======== Raw records
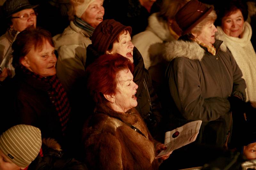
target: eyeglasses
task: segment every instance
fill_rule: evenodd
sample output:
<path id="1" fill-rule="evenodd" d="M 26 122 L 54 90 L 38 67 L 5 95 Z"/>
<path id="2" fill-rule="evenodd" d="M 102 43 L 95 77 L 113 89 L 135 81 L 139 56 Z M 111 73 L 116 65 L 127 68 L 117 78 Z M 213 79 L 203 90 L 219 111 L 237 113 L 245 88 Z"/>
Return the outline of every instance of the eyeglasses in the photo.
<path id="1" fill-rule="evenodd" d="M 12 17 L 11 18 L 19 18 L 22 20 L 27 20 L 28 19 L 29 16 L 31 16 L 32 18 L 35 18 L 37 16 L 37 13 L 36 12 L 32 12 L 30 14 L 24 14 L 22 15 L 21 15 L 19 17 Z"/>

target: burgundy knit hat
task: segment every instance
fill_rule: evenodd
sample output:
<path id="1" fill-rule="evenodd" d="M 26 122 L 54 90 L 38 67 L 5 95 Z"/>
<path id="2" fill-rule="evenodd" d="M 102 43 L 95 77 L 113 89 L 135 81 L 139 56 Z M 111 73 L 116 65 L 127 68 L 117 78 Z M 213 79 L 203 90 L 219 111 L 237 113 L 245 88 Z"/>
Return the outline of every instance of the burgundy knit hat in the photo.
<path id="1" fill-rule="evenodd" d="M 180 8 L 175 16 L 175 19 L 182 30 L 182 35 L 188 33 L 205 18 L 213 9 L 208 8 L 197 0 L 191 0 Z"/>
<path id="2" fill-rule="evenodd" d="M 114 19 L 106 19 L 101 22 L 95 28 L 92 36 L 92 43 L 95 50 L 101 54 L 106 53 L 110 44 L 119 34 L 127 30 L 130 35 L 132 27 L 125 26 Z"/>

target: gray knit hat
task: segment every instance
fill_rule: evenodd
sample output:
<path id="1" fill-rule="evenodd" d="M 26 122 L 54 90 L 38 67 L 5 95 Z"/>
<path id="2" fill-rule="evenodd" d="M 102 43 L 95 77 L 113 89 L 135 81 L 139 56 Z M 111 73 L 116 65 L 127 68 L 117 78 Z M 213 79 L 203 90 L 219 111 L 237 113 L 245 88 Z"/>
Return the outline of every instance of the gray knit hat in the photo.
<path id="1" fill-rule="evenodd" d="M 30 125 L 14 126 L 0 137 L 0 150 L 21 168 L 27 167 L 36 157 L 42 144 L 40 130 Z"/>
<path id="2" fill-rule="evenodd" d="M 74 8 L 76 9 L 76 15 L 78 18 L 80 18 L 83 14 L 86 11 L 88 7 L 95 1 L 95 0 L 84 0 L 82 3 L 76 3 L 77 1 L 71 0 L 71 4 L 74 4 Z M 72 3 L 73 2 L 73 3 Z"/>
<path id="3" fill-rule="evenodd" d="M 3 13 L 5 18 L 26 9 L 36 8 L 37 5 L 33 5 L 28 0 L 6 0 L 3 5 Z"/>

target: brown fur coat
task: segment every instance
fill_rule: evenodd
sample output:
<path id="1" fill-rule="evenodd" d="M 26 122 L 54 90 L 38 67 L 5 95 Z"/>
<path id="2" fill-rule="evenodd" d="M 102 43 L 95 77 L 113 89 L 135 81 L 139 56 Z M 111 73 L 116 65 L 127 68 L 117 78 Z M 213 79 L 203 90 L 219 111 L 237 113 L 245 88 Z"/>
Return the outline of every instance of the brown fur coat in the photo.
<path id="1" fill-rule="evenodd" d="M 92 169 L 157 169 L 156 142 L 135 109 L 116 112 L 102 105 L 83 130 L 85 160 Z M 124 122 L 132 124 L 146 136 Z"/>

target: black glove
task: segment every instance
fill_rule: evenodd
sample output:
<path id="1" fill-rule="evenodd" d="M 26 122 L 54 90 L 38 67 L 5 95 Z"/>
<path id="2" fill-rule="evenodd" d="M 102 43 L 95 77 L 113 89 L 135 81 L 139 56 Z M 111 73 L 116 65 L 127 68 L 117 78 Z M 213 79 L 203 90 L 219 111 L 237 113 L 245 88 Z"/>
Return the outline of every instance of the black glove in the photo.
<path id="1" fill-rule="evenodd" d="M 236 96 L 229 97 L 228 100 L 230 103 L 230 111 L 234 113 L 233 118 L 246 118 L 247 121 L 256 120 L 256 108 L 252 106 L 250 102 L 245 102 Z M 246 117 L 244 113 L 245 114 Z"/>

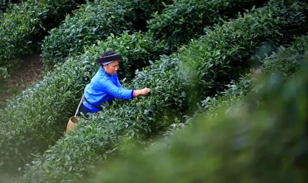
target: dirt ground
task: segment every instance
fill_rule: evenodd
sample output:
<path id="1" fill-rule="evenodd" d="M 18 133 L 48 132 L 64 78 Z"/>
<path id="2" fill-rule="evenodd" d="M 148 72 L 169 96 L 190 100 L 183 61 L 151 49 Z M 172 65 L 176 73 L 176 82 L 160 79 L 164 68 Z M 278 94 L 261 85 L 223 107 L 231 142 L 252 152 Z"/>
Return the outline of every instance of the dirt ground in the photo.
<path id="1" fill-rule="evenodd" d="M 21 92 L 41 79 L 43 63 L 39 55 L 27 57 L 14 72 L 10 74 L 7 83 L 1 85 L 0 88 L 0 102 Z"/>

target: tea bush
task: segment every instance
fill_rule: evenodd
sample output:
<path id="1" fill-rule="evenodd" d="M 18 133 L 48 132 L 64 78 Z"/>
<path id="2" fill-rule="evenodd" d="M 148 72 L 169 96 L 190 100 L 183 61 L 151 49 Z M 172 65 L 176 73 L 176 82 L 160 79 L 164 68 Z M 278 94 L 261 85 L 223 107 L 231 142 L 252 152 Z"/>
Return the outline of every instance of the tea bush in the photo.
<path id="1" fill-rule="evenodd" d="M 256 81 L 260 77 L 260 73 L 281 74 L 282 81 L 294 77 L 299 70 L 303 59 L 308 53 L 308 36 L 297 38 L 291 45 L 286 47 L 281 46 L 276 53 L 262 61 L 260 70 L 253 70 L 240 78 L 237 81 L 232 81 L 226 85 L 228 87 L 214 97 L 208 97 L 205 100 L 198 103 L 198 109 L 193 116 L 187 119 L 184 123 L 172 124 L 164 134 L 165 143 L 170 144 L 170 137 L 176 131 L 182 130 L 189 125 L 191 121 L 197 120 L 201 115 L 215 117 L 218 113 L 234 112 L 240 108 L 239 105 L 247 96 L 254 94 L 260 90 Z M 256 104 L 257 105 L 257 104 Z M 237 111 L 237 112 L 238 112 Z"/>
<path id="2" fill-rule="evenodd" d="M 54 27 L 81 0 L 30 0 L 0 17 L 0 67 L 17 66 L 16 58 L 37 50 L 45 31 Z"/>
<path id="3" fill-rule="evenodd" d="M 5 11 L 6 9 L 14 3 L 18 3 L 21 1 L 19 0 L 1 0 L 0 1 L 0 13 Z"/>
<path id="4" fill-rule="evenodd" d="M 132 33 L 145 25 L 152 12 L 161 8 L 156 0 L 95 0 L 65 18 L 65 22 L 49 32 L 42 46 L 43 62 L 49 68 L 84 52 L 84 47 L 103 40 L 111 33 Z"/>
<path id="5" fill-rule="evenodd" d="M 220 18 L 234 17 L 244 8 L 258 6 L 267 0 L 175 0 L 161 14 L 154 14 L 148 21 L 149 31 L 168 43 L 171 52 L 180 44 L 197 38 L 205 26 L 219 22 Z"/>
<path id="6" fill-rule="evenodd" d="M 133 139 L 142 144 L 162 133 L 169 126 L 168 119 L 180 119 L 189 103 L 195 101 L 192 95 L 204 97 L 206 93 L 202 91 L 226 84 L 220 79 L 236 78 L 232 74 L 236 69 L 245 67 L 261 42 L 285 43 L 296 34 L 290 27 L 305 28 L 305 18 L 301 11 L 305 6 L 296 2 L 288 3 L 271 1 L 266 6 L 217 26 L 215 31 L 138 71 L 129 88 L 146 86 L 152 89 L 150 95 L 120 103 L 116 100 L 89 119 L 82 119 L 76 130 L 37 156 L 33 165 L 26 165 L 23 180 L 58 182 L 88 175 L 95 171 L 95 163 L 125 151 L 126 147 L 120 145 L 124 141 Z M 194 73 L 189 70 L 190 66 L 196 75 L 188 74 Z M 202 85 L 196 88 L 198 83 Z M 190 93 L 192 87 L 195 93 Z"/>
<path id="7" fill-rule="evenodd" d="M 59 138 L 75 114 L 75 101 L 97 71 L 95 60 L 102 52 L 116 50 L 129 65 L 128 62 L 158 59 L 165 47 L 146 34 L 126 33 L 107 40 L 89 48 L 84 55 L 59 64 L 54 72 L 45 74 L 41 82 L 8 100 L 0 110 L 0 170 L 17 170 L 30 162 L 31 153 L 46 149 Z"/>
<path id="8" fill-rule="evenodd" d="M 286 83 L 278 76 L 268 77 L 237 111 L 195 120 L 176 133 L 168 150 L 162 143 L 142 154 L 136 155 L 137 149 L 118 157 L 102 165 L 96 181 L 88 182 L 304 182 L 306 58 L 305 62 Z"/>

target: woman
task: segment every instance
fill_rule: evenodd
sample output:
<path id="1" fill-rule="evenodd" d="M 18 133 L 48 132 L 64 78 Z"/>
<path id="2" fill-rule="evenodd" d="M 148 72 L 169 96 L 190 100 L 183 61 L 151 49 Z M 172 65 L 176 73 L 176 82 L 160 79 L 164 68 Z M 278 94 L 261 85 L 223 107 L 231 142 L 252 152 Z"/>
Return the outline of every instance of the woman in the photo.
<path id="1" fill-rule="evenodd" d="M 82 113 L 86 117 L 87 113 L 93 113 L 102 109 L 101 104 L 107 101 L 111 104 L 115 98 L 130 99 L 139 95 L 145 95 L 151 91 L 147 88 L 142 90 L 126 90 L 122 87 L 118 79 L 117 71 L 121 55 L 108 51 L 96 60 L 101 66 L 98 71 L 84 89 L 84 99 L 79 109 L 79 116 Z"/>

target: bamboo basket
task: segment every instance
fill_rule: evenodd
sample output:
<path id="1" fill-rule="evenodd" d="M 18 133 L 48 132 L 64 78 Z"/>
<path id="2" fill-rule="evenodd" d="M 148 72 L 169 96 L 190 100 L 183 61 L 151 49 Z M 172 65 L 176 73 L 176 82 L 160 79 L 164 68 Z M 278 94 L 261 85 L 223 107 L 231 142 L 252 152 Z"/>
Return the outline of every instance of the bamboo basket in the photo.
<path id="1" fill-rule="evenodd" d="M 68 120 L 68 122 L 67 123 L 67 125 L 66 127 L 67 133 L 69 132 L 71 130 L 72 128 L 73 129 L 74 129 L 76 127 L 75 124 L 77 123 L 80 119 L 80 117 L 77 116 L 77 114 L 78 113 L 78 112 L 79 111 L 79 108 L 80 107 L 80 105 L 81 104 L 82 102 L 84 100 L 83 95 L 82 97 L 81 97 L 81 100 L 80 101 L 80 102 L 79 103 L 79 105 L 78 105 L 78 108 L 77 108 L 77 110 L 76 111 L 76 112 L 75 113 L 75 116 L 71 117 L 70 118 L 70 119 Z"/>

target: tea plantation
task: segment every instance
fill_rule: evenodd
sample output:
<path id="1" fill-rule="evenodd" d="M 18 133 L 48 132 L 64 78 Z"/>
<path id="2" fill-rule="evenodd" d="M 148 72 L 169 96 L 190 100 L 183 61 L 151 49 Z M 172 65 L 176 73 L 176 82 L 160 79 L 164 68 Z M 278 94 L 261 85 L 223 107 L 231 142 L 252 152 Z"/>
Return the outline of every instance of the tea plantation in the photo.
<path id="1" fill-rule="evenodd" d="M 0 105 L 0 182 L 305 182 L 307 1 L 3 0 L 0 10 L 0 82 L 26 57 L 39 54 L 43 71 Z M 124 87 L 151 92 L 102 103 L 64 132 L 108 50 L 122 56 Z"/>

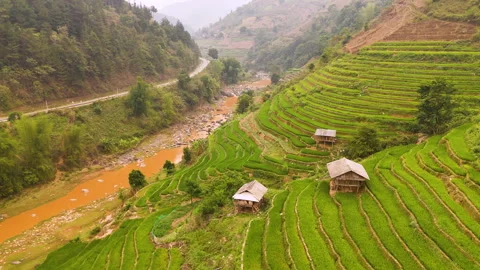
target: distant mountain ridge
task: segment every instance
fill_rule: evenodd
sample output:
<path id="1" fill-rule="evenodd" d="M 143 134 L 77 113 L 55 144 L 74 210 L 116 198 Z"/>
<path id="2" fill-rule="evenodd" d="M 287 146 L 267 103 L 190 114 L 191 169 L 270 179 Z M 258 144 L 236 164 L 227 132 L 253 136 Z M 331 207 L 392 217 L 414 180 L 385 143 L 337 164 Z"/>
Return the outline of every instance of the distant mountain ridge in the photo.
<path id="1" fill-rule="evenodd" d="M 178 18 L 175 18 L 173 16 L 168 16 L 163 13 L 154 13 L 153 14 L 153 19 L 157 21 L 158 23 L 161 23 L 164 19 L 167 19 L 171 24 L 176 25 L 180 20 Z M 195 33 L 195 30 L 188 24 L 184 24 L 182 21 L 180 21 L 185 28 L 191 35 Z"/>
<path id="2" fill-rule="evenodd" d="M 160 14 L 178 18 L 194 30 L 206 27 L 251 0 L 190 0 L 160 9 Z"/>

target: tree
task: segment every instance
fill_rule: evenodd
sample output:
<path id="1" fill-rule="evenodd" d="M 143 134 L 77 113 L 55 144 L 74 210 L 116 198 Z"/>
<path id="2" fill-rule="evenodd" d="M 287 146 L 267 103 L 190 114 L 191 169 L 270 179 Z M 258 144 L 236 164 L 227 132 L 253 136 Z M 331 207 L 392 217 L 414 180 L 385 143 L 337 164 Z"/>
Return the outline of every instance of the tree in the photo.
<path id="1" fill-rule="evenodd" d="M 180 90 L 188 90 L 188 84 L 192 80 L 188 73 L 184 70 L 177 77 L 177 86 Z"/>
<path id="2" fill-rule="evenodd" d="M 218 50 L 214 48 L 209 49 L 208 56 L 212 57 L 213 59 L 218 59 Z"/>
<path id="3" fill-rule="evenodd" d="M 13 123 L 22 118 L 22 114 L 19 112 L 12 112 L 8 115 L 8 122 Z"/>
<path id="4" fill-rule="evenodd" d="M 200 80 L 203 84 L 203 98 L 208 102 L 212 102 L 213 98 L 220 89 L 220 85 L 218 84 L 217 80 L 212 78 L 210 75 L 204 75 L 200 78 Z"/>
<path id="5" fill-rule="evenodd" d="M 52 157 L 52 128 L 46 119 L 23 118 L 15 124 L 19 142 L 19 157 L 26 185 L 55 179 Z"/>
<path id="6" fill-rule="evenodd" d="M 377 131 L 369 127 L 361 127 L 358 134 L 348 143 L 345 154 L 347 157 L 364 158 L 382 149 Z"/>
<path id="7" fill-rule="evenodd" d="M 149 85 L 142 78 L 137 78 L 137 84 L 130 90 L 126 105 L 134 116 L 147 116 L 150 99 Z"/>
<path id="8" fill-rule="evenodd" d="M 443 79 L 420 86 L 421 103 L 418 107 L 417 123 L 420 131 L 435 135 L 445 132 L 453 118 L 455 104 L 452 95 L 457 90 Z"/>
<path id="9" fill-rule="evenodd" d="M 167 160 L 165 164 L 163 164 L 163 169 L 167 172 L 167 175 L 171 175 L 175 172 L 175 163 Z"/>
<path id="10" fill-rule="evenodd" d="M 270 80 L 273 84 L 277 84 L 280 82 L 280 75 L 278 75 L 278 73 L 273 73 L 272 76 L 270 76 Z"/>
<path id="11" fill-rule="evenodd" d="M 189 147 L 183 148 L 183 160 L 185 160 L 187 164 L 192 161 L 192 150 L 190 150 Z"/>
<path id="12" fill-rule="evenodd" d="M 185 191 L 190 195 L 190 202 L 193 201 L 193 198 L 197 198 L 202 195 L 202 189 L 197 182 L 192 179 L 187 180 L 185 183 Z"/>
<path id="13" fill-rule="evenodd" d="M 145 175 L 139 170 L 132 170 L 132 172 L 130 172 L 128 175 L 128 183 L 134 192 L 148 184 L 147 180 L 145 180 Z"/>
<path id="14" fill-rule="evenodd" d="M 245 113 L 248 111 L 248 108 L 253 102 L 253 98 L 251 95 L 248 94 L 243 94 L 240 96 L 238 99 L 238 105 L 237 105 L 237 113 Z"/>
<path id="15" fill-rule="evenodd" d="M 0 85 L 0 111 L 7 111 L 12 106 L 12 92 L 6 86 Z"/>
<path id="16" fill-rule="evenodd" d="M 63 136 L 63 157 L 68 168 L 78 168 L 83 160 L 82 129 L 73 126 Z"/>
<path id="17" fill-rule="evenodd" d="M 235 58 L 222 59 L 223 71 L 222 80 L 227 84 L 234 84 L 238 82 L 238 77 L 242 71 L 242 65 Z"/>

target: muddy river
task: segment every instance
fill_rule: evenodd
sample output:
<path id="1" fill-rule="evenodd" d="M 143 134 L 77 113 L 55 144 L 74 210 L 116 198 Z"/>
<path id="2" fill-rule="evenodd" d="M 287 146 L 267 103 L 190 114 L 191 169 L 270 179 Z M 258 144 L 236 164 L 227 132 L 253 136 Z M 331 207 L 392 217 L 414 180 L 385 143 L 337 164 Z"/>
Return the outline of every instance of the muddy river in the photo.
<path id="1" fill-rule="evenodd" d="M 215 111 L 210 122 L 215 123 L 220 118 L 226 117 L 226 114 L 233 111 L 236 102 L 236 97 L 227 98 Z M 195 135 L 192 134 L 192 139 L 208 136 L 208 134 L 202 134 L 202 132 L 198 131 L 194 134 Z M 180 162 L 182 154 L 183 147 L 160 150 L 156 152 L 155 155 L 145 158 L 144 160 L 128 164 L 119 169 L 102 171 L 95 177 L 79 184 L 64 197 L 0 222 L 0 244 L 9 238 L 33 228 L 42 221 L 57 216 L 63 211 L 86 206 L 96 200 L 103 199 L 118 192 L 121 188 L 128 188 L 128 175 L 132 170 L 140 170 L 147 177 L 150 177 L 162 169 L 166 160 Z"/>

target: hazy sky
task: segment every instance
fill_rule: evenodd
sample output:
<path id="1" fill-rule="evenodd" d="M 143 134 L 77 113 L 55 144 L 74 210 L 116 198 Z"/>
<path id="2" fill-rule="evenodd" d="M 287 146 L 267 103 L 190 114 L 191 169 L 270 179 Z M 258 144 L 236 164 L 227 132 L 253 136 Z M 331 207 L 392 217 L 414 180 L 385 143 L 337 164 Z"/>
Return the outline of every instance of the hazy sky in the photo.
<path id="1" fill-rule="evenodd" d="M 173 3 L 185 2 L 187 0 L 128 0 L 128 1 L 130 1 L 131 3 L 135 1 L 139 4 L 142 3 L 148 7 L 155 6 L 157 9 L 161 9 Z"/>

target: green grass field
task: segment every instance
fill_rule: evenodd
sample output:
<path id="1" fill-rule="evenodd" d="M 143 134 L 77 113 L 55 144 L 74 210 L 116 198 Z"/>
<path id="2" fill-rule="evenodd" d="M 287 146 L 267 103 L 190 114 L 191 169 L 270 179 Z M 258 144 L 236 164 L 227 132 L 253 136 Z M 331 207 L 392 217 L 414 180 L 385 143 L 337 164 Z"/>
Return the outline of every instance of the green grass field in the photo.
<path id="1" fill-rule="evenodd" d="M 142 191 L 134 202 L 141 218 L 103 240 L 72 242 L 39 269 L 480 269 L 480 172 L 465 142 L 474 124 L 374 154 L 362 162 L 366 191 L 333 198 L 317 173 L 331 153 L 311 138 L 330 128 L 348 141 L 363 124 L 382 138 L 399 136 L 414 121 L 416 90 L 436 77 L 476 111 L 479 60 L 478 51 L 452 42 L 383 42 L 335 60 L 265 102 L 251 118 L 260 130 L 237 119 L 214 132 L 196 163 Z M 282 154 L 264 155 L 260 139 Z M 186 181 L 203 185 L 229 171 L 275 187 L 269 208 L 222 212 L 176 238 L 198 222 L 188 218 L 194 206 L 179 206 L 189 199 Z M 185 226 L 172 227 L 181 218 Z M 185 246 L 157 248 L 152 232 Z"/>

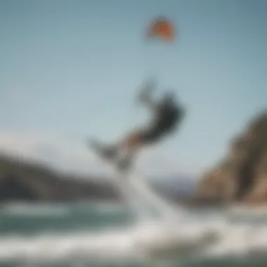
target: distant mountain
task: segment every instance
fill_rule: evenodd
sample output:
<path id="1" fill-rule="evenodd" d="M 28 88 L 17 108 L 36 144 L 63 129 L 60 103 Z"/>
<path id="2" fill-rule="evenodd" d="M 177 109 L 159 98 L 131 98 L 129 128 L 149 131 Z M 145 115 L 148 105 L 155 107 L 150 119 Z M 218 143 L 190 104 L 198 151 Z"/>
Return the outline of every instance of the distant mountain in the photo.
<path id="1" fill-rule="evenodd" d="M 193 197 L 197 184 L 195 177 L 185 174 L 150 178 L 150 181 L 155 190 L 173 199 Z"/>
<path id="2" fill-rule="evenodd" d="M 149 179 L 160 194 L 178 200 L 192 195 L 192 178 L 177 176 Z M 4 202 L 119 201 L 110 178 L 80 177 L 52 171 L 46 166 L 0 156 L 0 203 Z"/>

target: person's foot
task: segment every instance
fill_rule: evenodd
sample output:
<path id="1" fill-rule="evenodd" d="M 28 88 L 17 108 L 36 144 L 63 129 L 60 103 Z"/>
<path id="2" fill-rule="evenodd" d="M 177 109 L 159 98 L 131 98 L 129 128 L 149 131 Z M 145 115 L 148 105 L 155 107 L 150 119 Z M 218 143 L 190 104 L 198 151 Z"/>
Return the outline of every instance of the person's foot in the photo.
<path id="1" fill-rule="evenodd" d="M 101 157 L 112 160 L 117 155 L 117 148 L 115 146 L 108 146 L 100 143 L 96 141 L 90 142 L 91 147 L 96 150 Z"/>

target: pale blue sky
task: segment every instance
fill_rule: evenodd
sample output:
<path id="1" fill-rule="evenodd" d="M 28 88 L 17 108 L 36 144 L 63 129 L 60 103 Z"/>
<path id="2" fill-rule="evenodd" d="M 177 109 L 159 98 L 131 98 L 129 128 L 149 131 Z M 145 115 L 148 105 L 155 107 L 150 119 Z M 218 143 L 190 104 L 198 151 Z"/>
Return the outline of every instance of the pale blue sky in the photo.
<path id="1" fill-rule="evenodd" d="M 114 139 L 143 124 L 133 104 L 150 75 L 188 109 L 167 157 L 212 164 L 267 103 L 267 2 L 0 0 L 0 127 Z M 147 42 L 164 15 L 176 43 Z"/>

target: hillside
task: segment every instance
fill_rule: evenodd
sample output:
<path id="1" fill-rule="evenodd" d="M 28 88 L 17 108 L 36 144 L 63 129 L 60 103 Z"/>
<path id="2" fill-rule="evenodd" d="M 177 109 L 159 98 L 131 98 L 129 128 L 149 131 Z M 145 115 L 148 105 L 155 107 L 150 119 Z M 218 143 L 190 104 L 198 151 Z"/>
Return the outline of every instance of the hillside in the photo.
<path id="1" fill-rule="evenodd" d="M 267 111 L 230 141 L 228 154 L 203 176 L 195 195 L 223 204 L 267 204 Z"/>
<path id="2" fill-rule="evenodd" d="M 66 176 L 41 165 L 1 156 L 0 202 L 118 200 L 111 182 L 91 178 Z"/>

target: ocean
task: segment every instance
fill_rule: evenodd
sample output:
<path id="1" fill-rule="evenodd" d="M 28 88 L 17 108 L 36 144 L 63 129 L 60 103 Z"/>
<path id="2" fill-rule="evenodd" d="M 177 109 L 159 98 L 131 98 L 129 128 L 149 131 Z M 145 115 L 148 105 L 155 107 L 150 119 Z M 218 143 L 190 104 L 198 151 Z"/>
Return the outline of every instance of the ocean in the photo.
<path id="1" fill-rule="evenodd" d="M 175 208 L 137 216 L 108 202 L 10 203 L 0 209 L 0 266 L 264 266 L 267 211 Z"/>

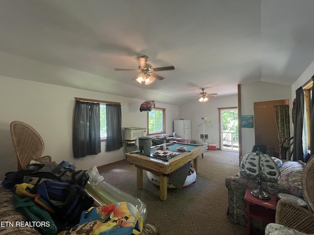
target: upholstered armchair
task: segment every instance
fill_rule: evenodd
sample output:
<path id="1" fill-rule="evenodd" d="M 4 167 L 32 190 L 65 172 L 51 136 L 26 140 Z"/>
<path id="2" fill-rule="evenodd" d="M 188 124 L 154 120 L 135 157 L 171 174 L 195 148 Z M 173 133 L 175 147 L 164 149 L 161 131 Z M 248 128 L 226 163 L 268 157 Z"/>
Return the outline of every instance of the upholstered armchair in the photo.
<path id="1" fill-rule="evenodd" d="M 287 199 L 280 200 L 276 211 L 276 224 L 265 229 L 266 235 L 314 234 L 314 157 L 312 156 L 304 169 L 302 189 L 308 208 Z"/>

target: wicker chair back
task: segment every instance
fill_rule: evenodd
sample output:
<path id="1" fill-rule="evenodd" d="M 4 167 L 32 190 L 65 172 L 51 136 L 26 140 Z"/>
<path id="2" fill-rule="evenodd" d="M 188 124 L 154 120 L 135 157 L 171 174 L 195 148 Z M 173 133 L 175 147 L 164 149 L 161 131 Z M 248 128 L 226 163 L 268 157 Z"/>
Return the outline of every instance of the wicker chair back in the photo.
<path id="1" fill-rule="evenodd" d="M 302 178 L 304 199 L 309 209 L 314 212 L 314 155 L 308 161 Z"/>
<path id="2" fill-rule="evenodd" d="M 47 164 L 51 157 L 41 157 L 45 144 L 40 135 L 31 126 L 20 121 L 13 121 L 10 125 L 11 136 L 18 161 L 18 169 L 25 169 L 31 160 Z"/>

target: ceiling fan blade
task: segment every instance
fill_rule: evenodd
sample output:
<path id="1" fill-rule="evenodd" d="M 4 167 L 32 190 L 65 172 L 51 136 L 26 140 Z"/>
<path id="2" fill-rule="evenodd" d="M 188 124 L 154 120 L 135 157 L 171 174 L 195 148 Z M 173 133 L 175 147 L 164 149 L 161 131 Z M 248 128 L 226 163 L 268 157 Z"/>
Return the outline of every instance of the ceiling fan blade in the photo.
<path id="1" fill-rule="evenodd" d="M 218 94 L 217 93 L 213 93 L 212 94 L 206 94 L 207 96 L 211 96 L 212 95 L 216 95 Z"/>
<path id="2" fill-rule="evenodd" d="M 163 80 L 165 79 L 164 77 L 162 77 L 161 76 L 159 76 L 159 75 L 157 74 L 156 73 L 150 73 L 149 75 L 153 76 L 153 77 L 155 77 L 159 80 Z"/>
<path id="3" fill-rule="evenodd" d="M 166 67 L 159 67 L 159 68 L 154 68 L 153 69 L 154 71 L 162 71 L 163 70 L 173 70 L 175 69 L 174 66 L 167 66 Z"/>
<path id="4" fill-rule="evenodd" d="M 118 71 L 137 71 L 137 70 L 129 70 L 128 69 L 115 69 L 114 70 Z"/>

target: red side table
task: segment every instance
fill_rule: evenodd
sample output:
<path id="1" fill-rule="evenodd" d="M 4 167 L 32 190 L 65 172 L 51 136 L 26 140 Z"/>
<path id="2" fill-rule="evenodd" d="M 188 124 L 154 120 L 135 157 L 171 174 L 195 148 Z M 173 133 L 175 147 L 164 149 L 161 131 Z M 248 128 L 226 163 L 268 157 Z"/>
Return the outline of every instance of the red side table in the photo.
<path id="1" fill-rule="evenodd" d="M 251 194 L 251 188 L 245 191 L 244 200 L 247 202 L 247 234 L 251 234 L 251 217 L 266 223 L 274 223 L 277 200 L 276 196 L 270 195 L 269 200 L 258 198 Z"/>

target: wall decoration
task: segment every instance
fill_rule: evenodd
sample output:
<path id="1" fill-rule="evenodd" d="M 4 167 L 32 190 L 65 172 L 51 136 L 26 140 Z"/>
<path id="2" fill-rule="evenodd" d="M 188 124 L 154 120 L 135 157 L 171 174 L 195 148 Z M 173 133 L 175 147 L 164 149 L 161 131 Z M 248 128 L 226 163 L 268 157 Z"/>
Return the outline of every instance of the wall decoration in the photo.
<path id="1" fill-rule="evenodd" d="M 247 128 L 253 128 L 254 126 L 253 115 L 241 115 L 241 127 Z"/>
================
● **The task**
Copy out everything in the records from the line containing "target: ceiling fan blade" down to the line containing "163 80 L 165", keeping both of those lines.

● **Answer to the task**
target: ceiling fan blade
task: segment every instance
fill_rule: evenodd
sample output:
<path id="1" fill-rule="evenodd" d="M 4 167 L 32 190 L 65 172 L 51 136 L 26 140 Z"/>
<path id="2" fill-rule="evenodd" d="M 188 124 L 154 120 L 135 157 L 171 174 L 195 148 Z M 173 133 L 175 147 L 164 149 L 161 131 Z M 248 128 L 226 163 L 268 157 Z"/>
Return the outline of every instance of the ceiling fan blade in the photo.
<path id="1" fill-rule="evenodd" d="M 218 94 L 217 93 L 213 93 L 212 94 L 206 94 L 207 96 L 211 96 L 212 95 L 216 95 Z"/>
<path id="2" fill-rule="evenodd" d="M 163 80 L 165 79 L 164 77 L 162 77 L 161 76 L 159 76 L 159 75 L 157 74 L 156 73 L 150 73 L 149 75 L 153 76 L 153 77 L 155 77 L 159 80 Z"/>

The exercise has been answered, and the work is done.